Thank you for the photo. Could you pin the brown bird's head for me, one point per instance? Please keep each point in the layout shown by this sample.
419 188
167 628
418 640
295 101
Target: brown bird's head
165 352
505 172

======

## Assignment
As the exercise requires, copy out the data shown above word for word.

## Exercise result
Thank you for the photo. Could you pin the brown bird's head for me, one point per instance? Please keep each point in the layout shown by this sample.
419 188
167 628
418 640
295 101
Target: brown bird's head
165 352
505 172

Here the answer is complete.